> _WHAT IS REQUIRED_
Beginning with the first line, please return the entries exactly through the line that contains "the goal post.", and leave out all later lines.

> _EXCERPTED RECORDS_
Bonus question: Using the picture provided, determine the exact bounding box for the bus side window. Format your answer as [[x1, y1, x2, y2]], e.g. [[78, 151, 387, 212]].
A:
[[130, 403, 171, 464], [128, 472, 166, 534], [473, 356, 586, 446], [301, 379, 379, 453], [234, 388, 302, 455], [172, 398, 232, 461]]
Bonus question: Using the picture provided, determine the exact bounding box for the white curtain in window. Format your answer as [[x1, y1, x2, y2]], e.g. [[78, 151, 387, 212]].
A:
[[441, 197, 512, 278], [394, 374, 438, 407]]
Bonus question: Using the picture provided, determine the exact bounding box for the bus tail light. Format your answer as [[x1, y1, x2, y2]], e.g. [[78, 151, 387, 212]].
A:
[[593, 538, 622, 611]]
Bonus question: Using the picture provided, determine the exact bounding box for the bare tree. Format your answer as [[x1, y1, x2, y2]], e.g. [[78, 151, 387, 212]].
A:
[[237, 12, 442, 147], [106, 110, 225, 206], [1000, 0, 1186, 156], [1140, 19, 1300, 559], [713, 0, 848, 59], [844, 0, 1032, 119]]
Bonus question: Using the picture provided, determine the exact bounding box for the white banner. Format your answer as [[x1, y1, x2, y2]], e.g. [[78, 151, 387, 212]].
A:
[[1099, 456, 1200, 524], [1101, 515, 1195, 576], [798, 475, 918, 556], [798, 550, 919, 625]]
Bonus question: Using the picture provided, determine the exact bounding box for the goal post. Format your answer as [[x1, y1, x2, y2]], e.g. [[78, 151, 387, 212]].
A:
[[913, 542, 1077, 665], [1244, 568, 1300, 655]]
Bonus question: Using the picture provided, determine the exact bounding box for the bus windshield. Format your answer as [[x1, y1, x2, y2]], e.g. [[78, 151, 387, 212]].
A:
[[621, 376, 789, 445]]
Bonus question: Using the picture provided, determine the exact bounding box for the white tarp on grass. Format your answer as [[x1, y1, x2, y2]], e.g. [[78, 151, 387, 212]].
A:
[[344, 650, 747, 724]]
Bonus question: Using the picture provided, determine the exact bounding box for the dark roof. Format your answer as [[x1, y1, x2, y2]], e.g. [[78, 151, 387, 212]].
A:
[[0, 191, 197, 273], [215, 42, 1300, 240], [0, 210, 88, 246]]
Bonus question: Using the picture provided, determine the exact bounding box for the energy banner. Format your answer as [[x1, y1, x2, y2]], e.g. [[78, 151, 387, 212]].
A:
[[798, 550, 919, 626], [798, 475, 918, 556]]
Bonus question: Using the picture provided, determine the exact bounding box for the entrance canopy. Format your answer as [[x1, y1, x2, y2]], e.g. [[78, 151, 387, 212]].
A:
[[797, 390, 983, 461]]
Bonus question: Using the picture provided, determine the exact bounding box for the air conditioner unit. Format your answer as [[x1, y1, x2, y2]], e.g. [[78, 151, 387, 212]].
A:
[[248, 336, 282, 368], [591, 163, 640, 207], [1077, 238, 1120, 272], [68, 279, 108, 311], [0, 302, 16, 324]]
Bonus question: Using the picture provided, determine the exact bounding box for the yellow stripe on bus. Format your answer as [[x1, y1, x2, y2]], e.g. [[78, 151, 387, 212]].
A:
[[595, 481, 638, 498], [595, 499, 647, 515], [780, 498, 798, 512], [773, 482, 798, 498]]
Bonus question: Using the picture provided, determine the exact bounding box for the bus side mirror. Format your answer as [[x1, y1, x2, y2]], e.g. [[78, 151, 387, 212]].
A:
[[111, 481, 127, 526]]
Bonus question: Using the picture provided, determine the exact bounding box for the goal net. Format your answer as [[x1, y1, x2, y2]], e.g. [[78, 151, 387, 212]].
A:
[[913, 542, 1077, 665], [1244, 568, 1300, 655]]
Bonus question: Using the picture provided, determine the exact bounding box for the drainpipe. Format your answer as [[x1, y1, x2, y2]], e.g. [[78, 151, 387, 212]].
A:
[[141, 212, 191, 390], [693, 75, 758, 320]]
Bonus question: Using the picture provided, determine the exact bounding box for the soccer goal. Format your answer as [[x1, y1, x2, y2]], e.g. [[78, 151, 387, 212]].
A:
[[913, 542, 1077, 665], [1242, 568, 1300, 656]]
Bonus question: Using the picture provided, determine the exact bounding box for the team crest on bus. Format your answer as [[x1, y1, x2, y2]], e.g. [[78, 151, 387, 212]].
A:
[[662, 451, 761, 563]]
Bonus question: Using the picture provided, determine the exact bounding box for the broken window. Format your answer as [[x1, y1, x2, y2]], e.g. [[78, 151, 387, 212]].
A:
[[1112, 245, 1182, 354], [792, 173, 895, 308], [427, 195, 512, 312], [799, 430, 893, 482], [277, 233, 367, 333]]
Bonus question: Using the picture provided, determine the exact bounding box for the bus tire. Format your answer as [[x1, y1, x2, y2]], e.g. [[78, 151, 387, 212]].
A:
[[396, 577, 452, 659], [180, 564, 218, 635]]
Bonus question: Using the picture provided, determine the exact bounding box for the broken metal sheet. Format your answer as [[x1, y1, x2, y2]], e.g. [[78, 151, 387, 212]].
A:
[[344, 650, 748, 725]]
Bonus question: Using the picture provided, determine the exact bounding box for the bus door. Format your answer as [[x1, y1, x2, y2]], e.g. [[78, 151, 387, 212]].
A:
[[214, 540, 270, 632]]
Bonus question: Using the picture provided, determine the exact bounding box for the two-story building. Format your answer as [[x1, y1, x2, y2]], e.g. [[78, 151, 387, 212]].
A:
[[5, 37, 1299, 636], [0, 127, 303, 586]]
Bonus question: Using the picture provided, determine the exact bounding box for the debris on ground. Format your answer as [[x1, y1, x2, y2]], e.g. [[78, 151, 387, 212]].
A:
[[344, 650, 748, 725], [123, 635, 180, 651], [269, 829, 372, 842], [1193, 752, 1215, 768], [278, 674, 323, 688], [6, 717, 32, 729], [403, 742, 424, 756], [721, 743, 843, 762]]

> _WRITTEN RESPONSE_
Bonus question: Using the picture provided, determine the exact bounding box for the bus side window. Format your answer as [[x1, y1, x2, y2]], e.g. [[78, 151, 387, 212]].
A:
[[130, 403, 171, 464], [128, 472, 166, 534], [473, 356, 586, 446], [301, 379, 379, 453], [234, 388, 302, 455], [172, 398, 232, 461]]
Bonus question: Using the picture provided, determine the exact bounding box for the white curtain in window. Format your answer as [[x1, y1, x2, y2]], e.g. [[78, 151, 387, 212]].
A:
[[441, 197, 512, 278], [394, 374, 438, 407]]
Bonus question: Using the picture provided, determine the exact bounding box for the bus tail light. Format your answer as [[x1, y1, x2, y2]], e.g. [[78, 151, 387, 212]].
A:
[[593, 538, 622, 611]]
Bonus question: Using the picture provided, determine the exact bounding box for the bare tree. Format your answer as [[x1, y1, x2, y2]], e.g. [[78, 151, 387, 212]].
A:
[[237, 12, 442, 147], [106, 110, 225, 206], [1000, 0, 1186, 156], [1140, 19, 1300, 559], [713, 0, 848, 59], [844, 0, 1032, 119]]
Bonus question: Using the picture provided, determine the exact bounding box for the white banner. Format your answer as [[x1, y1, x2, y2]], e.g. [[78, 151, 387, 212]].
A:
[[1099, 456, 1200, 524], [1101, 515, 1195, 576], [798, 475, 918, 556], [798, 550, 919, 625]]
Bonus question: Using the picture provided, determine the exact bounding box for the goal post. Format your answer as [[x1, y1, x2, y2]], e.g. [[78, 151, 387, 212]].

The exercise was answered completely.